▸ EXERCISE GOAL: Reproduce, unchanged, only the part of the data below that opens with the line containing "the tree line" and closes with the last line of the data, both included.

▸ DATA:
## start
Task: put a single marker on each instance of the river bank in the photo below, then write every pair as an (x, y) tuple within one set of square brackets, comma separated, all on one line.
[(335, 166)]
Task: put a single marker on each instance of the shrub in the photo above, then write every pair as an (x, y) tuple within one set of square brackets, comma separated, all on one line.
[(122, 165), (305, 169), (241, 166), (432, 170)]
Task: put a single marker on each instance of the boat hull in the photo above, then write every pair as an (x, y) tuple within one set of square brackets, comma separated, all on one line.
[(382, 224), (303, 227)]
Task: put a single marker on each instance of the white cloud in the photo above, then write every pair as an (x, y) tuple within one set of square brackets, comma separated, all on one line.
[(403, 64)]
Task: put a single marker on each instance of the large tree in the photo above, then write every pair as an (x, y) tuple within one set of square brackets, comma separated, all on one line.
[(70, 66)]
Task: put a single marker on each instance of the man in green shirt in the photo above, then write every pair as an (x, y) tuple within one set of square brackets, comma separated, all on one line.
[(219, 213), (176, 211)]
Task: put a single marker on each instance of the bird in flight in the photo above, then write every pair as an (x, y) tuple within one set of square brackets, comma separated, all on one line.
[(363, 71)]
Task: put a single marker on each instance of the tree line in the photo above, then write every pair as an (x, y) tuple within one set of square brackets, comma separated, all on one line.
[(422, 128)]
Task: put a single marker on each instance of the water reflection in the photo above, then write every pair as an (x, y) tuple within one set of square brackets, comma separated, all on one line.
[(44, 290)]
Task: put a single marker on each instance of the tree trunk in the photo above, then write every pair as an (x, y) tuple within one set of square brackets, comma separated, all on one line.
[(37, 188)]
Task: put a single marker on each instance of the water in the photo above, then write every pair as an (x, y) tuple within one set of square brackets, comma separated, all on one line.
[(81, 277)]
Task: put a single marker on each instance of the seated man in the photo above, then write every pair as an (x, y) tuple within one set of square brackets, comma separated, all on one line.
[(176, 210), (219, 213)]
## end
▸ WRITTEN RESPONSE:
Task: put a single marker on each instance of the tree line in the photo above, then write every pair as an (x, y) tuple within one set of square brackets, comma separated, all on one line.
[(422, 128)]
Task: put a single marker on each instance of the water reflection in the photo above, then write every pair as an (x, y) tuple within one set of square brackets, comma separated, all on one line.
[(44, 290)]
Task: put a single marker on each instance of the tree trunk in the photo above, then write every pair as an (x, y) tuple within one set of square brackets, comma separated, all on one line.
[(37, 188)]
Task: put a single marker on each instance of the water in the photo above, then write every pair as an (x, y) tuple within one set of square brackets, comma separated, all on one line.
[(81, 277)]
Task: put a single marker on each instance of the seated man in the photo above, then write every pair as an (x, y) tuple within one set of square brackets, comma separated, all on one line.
[(176, 210), (219, 213)]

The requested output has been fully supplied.